#### Data for processing:
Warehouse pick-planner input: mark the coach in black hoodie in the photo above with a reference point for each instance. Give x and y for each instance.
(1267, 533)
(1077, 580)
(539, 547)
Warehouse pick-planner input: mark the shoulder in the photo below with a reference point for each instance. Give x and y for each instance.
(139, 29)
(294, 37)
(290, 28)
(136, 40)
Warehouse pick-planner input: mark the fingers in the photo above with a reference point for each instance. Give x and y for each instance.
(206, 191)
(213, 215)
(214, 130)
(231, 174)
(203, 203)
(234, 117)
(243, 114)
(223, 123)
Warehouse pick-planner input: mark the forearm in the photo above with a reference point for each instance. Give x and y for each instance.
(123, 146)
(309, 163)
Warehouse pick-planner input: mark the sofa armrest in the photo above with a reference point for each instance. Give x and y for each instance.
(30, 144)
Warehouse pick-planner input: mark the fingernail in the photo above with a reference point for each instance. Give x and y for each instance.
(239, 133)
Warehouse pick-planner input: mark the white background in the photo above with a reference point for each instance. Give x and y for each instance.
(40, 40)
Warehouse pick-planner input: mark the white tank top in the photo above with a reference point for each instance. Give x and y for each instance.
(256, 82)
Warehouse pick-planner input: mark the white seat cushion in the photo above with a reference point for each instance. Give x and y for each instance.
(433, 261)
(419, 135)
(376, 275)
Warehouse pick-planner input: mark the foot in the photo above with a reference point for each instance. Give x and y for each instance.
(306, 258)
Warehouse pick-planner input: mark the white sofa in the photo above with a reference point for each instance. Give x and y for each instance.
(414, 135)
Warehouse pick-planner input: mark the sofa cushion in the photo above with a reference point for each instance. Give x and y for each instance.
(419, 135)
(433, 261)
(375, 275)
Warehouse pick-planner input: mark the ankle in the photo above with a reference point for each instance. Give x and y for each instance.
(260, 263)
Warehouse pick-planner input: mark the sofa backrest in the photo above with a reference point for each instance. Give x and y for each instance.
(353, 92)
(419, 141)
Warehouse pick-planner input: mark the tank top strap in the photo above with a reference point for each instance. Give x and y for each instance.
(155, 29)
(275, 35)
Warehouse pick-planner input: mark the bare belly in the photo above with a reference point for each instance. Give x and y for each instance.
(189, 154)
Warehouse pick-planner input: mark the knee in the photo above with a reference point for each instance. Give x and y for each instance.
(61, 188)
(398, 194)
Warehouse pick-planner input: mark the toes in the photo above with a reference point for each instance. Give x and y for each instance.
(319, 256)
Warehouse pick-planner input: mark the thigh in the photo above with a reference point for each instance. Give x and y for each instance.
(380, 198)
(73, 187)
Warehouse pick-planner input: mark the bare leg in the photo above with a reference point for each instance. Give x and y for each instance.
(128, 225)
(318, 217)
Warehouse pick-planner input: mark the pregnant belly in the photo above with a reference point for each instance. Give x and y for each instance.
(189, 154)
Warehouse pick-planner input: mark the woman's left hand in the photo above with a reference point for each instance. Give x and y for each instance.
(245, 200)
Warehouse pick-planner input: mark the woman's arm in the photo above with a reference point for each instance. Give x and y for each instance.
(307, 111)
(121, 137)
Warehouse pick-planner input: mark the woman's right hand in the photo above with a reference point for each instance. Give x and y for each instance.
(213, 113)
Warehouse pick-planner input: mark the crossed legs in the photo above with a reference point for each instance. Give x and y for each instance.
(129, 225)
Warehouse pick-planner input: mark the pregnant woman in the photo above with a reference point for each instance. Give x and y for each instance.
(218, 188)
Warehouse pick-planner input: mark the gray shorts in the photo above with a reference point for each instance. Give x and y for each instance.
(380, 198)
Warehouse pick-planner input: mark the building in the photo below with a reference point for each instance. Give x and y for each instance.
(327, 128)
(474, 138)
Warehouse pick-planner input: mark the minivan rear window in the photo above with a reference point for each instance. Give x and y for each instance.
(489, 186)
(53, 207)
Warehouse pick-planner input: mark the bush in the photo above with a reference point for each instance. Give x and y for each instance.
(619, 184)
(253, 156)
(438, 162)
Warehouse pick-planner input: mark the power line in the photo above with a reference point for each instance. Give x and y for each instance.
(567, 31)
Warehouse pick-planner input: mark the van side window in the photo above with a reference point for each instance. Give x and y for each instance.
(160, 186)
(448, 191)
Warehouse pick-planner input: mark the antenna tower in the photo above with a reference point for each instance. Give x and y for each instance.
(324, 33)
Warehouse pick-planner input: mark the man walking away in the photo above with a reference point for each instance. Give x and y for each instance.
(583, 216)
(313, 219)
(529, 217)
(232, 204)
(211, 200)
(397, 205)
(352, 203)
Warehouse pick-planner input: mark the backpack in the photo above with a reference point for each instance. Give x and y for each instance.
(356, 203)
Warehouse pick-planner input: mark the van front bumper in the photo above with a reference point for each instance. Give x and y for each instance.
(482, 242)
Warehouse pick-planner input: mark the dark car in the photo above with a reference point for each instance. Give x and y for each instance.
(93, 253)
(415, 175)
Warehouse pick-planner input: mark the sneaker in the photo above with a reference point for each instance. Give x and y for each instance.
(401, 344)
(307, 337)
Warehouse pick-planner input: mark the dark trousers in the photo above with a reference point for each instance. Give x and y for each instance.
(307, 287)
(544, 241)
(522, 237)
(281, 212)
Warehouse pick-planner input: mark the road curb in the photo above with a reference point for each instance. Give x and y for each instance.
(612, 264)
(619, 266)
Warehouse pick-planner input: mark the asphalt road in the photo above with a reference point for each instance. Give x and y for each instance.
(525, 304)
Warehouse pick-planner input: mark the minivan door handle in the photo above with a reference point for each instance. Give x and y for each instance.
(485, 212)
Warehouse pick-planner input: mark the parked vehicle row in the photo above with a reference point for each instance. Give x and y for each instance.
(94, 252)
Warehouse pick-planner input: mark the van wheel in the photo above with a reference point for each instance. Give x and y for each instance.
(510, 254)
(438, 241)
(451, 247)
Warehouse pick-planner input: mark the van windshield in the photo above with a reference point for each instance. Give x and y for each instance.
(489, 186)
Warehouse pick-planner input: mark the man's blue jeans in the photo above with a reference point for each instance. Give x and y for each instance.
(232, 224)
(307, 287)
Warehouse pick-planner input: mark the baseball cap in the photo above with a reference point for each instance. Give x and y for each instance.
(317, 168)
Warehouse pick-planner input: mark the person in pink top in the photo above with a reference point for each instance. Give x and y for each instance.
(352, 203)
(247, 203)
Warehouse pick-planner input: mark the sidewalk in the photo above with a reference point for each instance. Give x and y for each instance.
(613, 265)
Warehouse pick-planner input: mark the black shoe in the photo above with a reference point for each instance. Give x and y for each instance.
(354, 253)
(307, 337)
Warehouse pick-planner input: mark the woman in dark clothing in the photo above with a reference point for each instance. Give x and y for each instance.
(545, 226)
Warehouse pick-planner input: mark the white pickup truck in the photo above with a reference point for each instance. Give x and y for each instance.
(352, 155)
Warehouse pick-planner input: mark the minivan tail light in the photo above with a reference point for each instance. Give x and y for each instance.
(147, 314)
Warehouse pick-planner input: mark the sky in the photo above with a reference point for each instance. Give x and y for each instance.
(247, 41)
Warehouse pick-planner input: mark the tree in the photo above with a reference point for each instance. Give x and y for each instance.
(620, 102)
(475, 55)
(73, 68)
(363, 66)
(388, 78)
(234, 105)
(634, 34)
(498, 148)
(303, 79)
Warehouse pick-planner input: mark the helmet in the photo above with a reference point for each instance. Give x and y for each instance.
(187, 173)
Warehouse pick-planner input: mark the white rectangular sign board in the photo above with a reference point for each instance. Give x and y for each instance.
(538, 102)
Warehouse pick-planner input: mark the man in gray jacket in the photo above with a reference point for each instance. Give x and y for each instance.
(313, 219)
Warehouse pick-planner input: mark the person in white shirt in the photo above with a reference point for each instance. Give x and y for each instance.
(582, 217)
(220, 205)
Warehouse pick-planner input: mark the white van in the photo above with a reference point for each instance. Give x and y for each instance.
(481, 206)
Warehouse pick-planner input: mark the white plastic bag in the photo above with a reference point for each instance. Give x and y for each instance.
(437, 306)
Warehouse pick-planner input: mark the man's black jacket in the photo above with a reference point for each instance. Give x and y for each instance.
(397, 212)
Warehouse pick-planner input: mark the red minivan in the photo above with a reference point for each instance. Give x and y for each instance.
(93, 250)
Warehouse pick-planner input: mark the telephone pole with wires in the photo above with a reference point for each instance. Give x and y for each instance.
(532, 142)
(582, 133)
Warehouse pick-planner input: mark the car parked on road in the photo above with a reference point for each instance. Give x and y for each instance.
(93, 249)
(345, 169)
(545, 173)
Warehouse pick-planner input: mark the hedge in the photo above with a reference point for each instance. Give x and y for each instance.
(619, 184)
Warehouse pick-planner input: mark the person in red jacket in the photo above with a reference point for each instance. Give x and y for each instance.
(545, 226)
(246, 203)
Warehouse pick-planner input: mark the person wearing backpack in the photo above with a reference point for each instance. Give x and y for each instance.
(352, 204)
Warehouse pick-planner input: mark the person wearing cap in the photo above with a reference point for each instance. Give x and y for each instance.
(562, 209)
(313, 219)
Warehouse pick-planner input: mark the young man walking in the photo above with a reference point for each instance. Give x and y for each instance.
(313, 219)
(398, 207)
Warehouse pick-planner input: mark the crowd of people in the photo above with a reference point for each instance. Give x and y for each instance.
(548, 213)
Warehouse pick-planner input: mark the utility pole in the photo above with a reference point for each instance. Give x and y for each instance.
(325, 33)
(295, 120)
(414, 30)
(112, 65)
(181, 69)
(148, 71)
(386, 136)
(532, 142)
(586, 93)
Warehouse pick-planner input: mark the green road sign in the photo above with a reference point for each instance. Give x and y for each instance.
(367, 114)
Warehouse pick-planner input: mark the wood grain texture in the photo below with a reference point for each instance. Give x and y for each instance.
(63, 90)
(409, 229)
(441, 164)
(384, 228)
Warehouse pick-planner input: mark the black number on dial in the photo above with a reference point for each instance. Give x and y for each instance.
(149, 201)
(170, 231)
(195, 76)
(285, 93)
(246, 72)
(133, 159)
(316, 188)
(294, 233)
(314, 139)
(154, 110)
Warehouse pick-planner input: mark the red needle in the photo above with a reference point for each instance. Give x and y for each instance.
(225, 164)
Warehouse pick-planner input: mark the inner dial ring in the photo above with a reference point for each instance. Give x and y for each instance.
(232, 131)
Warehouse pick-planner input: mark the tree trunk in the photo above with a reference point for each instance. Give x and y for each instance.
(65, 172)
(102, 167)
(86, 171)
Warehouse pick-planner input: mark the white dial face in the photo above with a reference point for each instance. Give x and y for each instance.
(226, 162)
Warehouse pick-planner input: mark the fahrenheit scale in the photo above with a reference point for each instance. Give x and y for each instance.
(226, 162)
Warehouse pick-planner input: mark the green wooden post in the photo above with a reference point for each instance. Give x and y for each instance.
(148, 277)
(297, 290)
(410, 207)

#### Aim of the exercise:
Beginning at the line that holds "Warehouse pick-planner input: mark the utility", reproduce each line of the records above down to and including the last one.

#### Solution to this exercise:
Warehouse pick-planner input: mark the utility pole in the photo above with a reference point for each instance. Give x and y for each instance.
(325, 33)
(295, 120)
(414, 30)
(112, 65)
(181, 69)
(148, 71)
(386, 136)
(532, 142)
(586, 93)
Warehouse pick-planner input: mark the green road sign in the photo above with a reference point for each instance. Give x and y for each instance.
(367, 114)
Warehouse pick-planner input: mark the wood grain texture in the photo below with a reference point for each instance. Give x and y for each instance.
(63, 90)
(409, 229)
(441, 164)
(384, 228)
Warehouse pick-planner input: mark the black number on dial in the photo above with a reference point for each instance. Give x and y for each instance.
(149, 201)
(170, 231)
(195, 76)
(285, 93)
(246, 72)
(133, 159)
(316, 188)
(294, 233)
(314, 139)
(154, 110)
Warehouse pick-planner input: mark the red needle in the photo above with a reference point for each instance. Give x and y for each instance.
(225, 164)
Warehouse pick-planner input: mark the inner dial ring in the photo above with a reference point for each instance. Give x and y for each instance.
(232, 131)
Warehouse pick-planner input: mark the tree trunk in the photo above with a reference point for each instance. Give x and y for each instance.
(65, 172)
(102, 167)
(86, 171)
Warehouse pick-planner input: mark the white dial face in the photo above with a reference point for each instance. Give x and y for each instance.
(226, 162)
Warehouse pick-planner input: mark the fahrenheit scale in the photo above with a reference point for each instance. Give x and y for each instance.
(226, 162)
Warehouse pick-planner input: mark the green wooden post in the photo above with a reference point for each instance. Give x and y for each instance.
(148, 277)
(297, 290)
(410, 207)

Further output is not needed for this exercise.